__PROBLEM TO WORK ON__
Format the following lines as a JSON list of strings, with one string per line and blank lines omitted.

Stored items
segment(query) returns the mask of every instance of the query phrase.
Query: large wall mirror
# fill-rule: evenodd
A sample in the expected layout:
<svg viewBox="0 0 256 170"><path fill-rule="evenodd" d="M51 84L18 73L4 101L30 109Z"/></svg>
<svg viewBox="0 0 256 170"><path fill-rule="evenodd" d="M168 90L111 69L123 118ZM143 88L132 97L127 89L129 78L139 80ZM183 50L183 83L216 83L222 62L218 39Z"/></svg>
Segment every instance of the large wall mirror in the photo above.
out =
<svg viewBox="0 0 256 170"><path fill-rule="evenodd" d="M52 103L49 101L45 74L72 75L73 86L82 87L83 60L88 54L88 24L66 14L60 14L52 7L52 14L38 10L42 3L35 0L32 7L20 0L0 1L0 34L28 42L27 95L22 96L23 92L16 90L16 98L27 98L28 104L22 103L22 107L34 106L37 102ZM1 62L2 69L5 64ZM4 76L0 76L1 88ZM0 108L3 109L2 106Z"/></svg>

__SOLUTION TO THIS TASK__
[
  "segment(query) returns the mask of every instance of the query phrase.",
  "Query: large wall mirror",
  "# fill-rule: evenodd",
  "A sample in the expected layout:",
  "<svg viewBox=\"0 0 256 170\"><path fill-rule=\"evenodd\" d=\"M51 84L18 73L4 101L30 109Z\"/></svg>",
  "<svg viewBox=\"0 0 256 170\"><path fill-rule=\"evenodd\" d=\"M168 90L111 69L123 118ZM143 88L132 97L127 89L129 78L139 80ZM183 50L183 83L216 83L222 62L218 39Z\"/></svg>",
  "Segment every instance of the large wall mirror in the photo above.",
  "out =",
  "<svg viewBox=\"0 0 256 170\"><path fill-rule=\"evenodd\" d=\"M52 103L49 101L45 74L72 75L73 86L82 87L83 60L88 54L88 24L66 14L60 14L52 7L52 14L38 10L42 3L35 0L32 7L20 0L0 1L0 34L28 42L27 95L22 96L23 92L16 90L16 98L27 98L28 104L22 103L22 107L34 106L37 102ZM1 62L2 69L5 64ZM4 76L0 76L1 88ZM0 108L3 109L2 106Z\"/></svg>"
]